AUFGABEN
- A) Geben Sie den Abschnitt des Übungstextes zwischen "Keine technische Einrichtung" und "so Walter Federle." einschließlich wortgetreu wieder.
- B) Entscheiden Sie, ob die folgenden Aussagen mit dem Übungstext übereinstimmen. Antworten Sie jeweils mit Ja oder Nein und belegen Sie Ihre Antwort mit dem entscheidenden wörtlichen Zitat.
(i) Große und schwere Insekten haften besser als kleine und leichte.
(ii) Auf Glasscheiben ist die Haltekraft der Insekten besonders hoch.
(iii) Technische Einrichtungen erreichen bereits die Eigenschaften des Haftsystems der Insekten.
- C) Nennen Sie alle Größen, aus denen die Forscher laut dem Übungstext die Fliehkraft beim Abwurf errechnen.

======== ÜBUNGSTEXT

Das “Insekten-Karussell” – ein senkrecht um seine Achse drehbarer Zylinder – bestimmt die Rutschsicherheit und Haftung der Insekten auf unterschiedlichen Oberflächen. Die Wissenschaftler setzen das Versuchsobjekt auf die senkrechte oder horizontale Fläche des Zylinders. Das “Karussel” rotiert immer schneller, bis das Insekt vom Meßapparat geschleudert wird. Aus der Drehzahl des Zylinders, dem Gewicht des Insekts und dessen Abstand von der Drehachse errechnen die Forscher die Fliehkraft beim Abwurf. Dieser Wert entspricht der Reibungskraft, wenn das Insekt auf der horizontalen Fläche gesessen hat und der Adhäsion, wenn es von der vertikalen Fläche abgeworfen wurde. Um den Einfluss des Untergrunds einschätzen zu können, belegen die Experten das “Karussell” mit verschiedenen Materialien wie Schleifpapiere oder Glasscheiben. Kleine leichte Insekten haften nach dieser Studie besser als große und schwere Exemplare. Die Haltekraft ist bei glatten Oberflächen – wie etwa auf Glasscheiben – besonders hoch und bei rauen Flächen sehr niedrig. Dies liegt an der Mikrostruktur der Sohlen, erklärt der Biologe Stanislav Gorb. Das Haftvermögen verringert sich, wenn die Struktur des Haftkissens mit der des Untergrunds schlecht übereinstimmt.

Keine technische Einrichtung erreicht bis jetzt die Eigenschaften des Haftsystems der Insekten. Die kleinen und flinken Tiere besitzen Haftorgane, die sich schnell an unterschiedliche Oberflächen anpassen und einen einfachen Bewegungsmechanismus haben. Die Haftkontakte sind stabil und schnell wieder lösbar. Daher könnten die Erkenntnisse ein Anstoß für die Entwicklung von neuen technischen Konstruktionen sein – wie beispielsweise bewegliche Mini-Roboter in medizinischen Verfahren, so Walter Federle.

================
======== VORLIEGENDE EINTRÄGE

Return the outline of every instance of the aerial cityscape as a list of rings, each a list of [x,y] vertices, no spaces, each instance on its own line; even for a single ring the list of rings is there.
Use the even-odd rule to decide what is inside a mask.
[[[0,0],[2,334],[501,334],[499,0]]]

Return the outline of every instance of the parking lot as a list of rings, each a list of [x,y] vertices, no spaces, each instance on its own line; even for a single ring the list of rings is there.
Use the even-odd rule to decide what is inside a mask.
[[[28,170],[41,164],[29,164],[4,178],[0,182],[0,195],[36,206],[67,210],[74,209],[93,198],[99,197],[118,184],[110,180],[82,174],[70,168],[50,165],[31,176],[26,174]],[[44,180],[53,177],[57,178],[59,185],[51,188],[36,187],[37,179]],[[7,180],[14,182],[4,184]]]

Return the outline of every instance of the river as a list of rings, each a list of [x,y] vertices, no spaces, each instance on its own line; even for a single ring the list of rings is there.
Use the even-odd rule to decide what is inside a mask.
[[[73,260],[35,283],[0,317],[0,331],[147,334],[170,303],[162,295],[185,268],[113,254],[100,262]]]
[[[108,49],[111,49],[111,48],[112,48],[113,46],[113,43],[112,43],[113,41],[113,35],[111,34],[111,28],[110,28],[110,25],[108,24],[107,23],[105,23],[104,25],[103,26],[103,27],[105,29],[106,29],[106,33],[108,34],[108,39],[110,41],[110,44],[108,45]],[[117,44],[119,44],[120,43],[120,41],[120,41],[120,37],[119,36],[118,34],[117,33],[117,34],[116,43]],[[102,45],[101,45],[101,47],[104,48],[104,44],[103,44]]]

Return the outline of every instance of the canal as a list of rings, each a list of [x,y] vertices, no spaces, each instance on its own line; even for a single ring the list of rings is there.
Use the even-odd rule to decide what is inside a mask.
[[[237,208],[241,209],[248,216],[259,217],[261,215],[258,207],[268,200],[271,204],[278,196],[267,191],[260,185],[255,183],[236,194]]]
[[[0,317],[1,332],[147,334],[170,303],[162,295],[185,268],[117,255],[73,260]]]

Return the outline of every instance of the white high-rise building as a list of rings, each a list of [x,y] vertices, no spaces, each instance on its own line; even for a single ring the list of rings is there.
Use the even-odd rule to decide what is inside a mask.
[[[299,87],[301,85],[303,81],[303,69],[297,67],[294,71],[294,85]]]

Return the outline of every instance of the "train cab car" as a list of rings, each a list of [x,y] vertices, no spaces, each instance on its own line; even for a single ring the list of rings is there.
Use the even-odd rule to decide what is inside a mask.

================
======== VORLIEGENDE EINTRÄGE

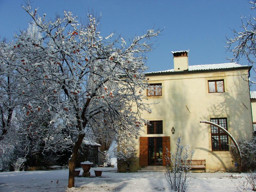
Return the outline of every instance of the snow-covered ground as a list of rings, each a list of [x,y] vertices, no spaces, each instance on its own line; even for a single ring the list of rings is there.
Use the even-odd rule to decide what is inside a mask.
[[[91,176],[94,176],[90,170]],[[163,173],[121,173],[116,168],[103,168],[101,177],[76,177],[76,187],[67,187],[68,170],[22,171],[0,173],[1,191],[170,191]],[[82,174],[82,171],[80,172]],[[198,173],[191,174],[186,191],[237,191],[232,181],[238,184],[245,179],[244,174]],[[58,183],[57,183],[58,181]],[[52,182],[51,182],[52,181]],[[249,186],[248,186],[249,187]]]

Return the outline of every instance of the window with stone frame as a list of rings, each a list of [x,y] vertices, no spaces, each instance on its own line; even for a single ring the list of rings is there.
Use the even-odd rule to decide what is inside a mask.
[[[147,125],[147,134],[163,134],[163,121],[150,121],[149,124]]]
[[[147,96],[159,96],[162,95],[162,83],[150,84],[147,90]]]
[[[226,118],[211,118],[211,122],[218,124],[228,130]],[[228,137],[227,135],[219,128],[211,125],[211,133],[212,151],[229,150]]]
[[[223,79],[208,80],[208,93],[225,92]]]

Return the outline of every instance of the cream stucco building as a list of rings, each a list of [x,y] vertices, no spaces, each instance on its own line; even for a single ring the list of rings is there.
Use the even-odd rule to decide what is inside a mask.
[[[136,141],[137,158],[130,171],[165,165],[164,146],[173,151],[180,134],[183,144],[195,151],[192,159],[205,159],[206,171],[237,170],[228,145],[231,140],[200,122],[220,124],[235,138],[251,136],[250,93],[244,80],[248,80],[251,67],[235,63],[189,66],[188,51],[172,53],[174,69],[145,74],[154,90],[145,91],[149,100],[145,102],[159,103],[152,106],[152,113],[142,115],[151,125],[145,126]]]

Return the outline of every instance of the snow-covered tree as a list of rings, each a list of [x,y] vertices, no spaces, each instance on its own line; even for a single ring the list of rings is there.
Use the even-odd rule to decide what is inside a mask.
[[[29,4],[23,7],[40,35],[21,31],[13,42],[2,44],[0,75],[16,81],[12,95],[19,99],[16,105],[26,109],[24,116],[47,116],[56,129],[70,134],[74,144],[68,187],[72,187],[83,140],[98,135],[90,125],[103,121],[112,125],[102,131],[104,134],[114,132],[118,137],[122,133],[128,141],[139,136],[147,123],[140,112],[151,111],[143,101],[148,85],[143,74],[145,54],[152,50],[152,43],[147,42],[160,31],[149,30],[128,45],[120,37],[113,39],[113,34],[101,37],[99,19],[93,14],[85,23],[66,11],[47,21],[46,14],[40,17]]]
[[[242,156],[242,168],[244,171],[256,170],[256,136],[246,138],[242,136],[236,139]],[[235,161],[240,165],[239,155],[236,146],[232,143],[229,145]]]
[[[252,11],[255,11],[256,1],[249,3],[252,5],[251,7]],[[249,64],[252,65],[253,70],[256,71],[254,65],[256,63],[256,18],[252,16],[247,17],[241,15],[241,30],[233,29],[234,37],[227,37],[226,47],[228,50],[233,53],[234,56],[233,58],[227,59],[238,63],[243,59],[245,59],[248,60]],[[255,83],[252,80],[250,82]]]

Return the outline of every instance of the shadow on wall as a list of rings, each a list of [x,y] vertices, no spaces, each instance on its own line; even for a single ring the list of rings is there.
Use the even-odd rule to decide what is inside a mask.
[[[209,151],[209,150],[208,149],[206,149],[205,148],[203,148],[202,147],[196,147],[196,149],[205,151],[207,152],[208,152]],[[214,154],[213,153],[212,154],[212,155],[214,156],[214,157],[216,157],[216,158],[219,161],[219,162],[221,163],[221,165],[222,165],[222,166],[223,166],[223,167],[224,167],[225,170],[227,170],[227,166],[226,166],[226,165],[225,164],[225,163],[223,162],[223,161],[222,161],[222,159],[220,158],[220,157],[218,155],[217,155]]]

================
======== VORLIEGENDE EINTRÄGE

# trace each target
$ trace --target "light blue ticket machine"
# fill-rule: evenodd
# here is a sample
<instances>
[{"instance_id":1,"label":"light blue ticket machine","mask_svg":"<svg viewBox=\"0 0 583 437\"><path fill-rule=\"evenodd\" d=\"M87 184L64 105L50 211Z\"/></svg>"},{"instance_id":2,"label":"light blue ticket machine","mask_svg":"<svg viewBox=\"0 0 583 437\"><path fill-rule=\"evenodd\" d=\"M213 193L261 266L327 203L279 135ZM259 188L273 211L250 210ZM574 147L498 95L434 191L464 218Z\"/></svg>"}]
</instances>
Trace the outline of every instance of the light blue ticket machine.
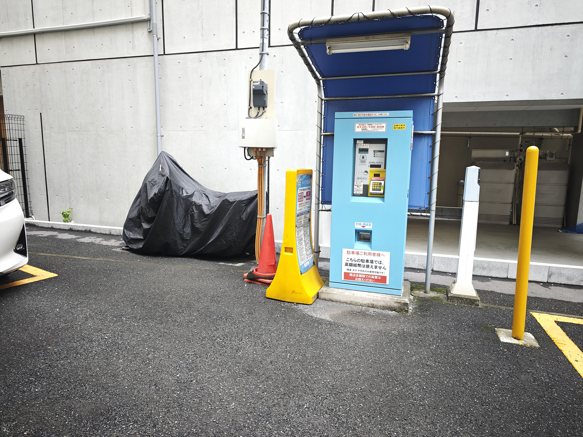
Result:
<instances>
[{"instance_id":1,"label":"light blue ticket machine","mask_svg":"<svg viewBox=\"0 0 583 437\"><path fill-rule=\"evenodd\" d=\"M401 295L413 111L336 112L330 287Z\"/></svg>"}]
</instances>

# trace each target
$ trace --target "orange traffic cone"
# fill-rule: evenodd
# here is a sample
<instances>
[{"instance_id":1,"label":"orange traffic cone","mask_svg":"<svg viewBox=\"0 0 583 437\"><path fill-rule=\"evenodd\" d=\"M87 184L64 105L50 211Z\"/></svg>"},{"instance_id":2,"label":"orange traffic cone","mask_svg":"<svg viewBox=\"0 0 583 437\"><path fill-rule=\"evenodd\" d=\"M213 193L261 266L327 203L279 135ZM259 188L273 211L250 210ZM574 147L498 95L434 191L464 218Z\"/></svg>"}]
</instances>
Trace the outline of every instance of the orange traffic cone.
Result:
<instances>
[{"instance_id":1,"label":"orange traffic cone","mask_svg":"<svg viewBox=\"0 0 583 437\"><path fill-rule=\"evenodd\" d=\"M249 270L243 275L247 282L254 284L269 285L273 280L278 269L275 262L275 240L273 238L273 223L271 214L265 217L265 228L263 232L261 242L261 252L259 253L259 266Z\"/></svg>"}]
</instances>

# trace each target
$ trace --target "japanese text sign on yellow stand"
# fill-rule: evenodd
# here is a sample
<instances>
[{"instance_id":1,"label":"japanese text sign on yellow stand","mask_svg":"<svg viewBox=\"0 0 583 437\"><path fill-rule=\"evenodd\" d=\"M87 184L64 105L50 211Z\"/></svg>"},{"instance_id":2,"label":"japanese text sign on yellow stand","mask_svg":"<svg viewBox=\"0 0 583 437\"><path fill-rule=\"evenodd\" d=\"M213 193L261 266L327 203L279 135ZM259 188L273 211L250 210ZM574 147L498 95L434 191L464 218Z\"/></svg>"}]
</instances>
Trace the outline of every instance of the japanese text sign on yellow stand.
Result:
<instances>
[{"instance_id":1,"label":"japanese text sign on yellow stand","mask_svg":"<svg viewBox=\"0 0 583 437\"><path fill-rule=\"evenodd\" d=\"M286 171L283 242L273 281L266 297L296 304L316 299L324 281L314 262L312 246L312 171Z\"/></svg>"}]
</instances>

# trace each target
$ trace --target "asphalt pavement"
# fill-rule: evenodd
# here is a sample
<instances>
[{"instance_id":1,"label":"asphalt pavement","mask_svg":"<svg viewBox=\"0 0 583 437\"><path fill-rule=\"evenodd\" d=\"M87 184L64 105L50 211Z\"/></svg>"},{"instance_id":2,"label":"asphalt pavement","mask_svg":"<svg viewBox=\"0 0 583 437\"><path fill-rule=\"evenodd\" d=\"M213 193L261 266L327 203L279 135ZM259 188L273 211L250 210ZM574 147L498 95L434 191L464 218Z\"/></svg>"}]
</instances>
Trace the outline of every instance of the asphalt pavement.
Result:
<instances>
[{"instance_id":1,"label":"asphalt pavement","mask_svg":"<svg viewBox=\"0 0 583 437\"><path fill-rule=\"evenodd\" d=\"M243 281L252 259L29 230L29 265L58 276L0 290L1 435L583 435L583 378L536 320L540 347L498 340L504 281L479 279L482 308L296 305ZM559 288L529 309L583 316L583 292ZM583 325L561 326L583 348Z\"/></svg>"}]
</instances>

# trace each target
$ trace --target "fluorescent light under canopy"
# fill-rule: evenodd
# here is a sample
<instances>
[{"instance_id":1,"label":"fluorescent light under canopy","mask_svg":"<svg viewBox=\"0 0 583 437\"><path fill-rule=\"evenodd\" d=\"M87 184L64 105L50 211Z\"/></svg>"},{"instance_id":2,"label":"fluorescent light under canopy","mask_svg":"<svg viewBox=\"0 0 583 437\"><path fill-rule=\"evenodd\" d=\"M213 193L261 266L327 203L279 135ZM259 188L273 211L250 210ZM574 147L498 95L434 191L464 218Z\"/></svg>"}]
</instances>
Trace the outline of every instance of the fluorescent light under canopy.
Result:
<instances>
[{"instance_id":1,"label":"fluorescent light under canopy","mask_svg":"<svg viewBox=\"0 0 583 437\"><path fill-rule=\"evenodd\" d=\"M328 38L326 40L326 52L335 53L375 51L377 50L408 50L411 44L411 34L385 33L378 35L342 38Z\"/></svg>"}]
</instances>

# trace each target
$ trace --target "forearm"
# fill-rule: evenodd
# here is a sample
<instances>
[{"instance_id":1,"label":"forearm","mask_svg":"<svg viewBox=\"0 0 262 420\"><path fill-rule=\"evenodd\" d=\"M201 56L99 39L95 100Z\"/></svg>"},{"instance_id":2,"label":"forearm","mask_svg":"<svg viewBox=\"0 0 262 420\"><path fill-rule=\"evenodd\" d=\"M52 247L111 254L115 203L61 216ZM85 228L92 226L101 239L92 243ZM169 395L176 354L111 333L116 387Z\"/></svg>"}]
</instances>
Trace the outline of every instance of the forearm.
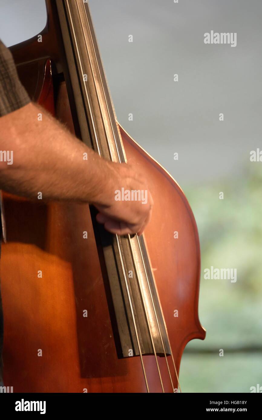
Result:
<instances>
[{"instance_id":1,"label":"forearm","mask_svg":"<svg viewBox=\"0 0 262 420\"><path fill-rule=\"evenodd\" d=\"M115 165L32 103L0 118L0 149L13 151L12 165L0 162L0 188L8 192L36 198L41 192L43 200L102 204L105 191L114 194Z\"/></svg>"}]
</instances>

================

LÖSUNGEN
- A)
Keine technische Einrichtung erreicht bis jetzt die Eigenschaften des Haftsystems der Insekten. Die kleinen und flinken Tiere besitzen Haftorgane, die sich schnell an unterschiedliche Oberflächen anpassen und einen einfachen Bewegungsmechanismus haben. Die Haftkontakte sind stabil und schnell wieder lösbar. Daher könnten die Erkenntnisse ein Anstoß für die Entwicklung von neuen technischen Konstruktionen sein – wie beispielsweise bewegliche Mini-Roboter in medizinischen Verfahren, so Walter Federle.

- B)
(i) Nein: "Kleine leichte Insekten haften nach dieser Studie besser als große und schwere Exemplare."
(ii) Ja: "Die Haltekraft ist bei glatten Oberflächen – wie etwa auf Glasscheiben – besonders hoch"
(iii) Nein: "Keine technische Einrichtung erreicht bis jetzt die Eigenschaften des Haftsystems der Insekten."

- C)
- die Drehzahl des Zylinders
- das Gewicht des Insekts
- der Abstand des Insekts von der Drehachse